Image point grounding data
════════════════════

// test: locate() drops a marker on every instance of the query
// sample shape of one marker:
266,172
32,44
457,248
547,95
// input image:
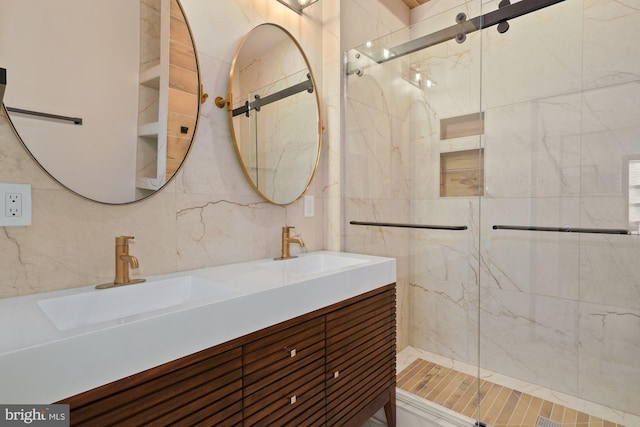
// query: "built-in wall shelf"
148,183
149,129
150,77
459,126
155,17
462,156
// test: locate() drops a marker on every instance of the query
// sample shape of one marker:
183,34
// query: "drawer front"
293,400
282,353
360,358
185,392
284,377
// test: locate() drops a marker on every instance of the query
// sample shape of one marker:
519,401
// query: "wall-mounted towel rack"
563,229
75,120
401,225
259,102
3,82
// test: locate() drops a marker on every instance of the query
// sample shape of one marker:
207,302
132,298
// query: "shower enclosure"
498,160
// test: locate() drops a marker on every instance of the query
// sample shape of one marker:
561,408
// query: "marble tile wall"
559,94
375,184
208,215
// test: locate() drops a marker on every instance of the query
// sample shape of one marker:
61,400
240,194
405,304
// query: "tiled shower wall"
560,94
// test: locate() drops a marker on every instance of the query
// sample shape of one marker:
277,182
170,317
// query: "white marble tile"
533,148
215,231
543,263
609,356
530,337
527,63
609,270
60,250
610,132
611,38
445,318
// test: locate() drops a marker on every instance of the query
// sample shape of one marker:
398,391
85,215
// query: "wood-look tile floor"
499,406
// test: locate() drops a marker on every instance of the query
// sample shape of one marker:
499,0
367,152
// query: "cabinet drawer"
296,399
279,354
183,392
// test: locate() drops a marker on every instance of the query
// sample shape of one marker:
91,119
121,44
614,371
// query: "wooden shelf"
150,77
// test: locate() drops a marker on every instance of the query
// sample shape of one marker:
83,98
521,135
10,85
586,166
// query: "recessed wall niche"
462,171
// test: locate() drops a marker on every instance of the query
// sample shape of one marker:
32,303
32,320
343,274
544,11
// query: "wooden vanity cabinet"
361,354
201,389
284,376
332,367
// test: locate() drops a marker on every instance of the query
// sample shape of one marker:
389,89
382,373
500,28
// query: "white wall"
208,215
76,64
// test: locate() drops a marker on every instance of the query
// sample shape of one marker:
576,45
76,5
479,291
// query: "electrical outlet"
15,204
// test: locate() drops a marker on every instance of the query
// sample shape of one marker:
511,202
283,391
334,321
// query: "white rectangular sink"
313,263
96,306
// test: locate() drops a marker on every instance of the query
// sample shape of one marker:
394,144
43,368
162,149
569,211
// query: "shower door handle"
563,229
402,225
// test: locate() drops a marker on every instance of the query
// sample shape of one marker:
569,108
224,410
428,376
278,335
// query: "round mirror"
105,95
274,111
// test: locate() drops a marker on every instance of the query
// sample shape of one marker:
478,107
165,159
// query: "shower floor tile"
499,406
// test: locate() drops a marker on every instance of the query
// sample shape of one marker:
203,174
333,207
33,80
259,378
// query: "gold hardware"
285,253
203,95
221,102
123,262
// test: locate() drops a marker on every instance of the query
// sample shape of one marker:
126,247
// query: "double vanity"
303,341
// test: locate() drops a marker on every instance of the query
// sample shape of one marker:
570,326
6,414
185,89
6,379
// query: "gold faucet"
123,262
286,241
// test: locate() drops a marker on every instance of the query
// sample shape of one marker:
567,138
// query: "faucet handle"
123,240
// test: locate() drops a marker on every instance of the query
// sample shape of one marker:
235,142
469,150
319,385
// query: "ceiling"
414,3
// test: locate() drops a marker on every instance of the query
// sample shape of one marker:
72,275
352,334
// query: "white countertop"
40,364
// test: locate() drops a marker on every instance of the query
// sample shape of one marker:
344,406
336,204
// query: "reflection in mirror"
275,114
128,69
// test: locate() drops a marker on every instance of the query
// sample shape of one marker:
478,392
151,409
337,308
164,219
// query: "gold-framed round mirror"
118,82
274,114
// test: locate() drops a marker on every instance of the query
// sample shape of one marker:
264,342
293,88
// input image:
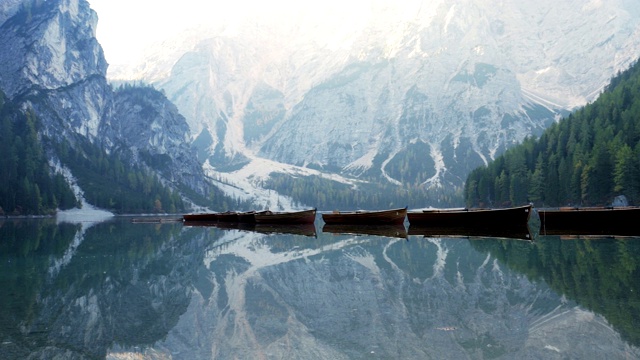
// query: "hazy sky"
126,26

════════════════════

> _Work instruction_
With the pictures excluded, retype the records above verbatim.

> _Exercise response_
// test: locate() drops a marker on every instance of the query
// sample shape of one marker:
266,172
32,44
457,248
547,95
// input image:
// query: "built-in wall shelf"
148,183
149,129
150,77
459,126
155,17
462,156
// test: locate() drops a marker on every instance of the query
// sample shape of one marker:
183,34
// query: "drawer front"
293,400
282,353
360,358
185,392
284,377
// test: locate() drops a marker on every instance of the query
// sample shape of one marker:
519,401
// query: "wall-mounted towel rack"
563,229
75,120
401,225
259,102
3,82
// test: locate() drops a marker on every instance of the query
// sample shape of one marker:
207,302
132,298
// query: "shower enclosure"
498,160
// test: locate() drops a marker on every instance of the query
// sample shape of one marker:
561,408
// query: "marble tile wall"
559,94
375,184
208,215
// test: locate() drops a marker on every instance of the query
// sample shape of one marker:
61,400
240,194
405,304
// query: "tiled shower wall"
560,94
// test: locate() drops a marker on every instance of the query
// sample shape of one marker:
277,182
170,317
// query: "white marble tile"
533,148
215,231
543,263
609,356
530,337
527,63
609,270
60,250
610,132
611,38
445,318
// test: locate() drops a marker on every instance of the query
// sample shape of one marker:
398,391
85,215
// query: "wood-look tile floor"
499,406
// test: locate() drops a marker on every instance of the query
// sample shape of one marker:
499,0
367,152
// query: "cabinet drawer"
296,399
279,354
183,392
// test: locate() drops a marker on every instance of the query
// sample shape of one marker:
91,119
121,44
614,371
// query: "wooden shelf"
150,77
// test: locate() drops a marker on every instance of the query
// sample shape of one marker:
83,98
521,135
10,85
586,166
// query: "recessed wall niche"
462,171
// test: locate() drops a marker on every instance of the query
// sample shape of one marker:
32,303
32,320
343,274
544,11
// query: "wooden vanity cabinet"
361,354
201,389
284,376
332,367
// test: locate() drops a marker on every instance of the query
// sample shape of one marker:
389,89
382,373
500,28
// query: "white wall"
208,215
76,64
// test: locate() drops a marker on every instance of the query
// sample shape of one marker:
576,45
76,5
479,291
// query: "electrical outlet"
15,204
// test: locate() drops a marker on every instance of the query
// sample shape of one marker:
511,202
283,391
334,321
// query: "white rectangular sink"
313,263
96,306
// test: locate() drops a marker on every instance of the query
// sample shape of one marker:
394,144
43,368
162,149
569,211
// query: "shower door handle"
563,229
402,225
// test: locate() drops a marker on every instance of the query
// sample shape of one marker:
569,108
224,410
428,376
278,335
// query: "round mirror"
105,95
274,111
// test: locate() drops a marker on every instance of the query
// sample shape of one marker:
478,107
165,159
// query: "shower floor tile"
499,406
// test: locate() drops a marker on every instance of the query
// sample shape of one marker:
203,174
333,207
33,80
259,378
// query: "gold hardware"
285,253
203,95
221,102
123,262
// test: locate() drops a marker on every instance of the query
// sample shape of one marker:
126,247
// query: "double vanity"
303,341
// test: locate() drops a marker on every instance of the query
// sample shape of one marker:
570,326
6,414
185,89
6,379
// query: "gold faucet"
123,262
286,241
// test: locate() drops a marker on every instance of the query
// sample shape of one marker:
567,138
// query: "faucet handle"
123,240
// test: locate() drops a marker on every instance of the query
// sample shape of one marker:
235,142
469,150
319,385
// query: "ceiling"
414,3
// test: locate() drops a marker on every instance of the query
// sample shape of one marker:
72,275
352,334
// query: "white countertop"
40,364
// test: locate() drops a marker on every instance of the query
// sample shape of one marker:
344,406
336,204
// query: "reflection in mirror"
275,114
128,69
// test: locate() drops a marker on every instance of the query
// sample shape of one marker:
478,392
151,409
337,308
164,219
// query: "gold-framed round mirror"
118,82
274,114
// test: locate() drops a marker on every instance of the query
// sample shape of one marker:
264,342
293,88
// input image:
// query: "hazy sky"
126,26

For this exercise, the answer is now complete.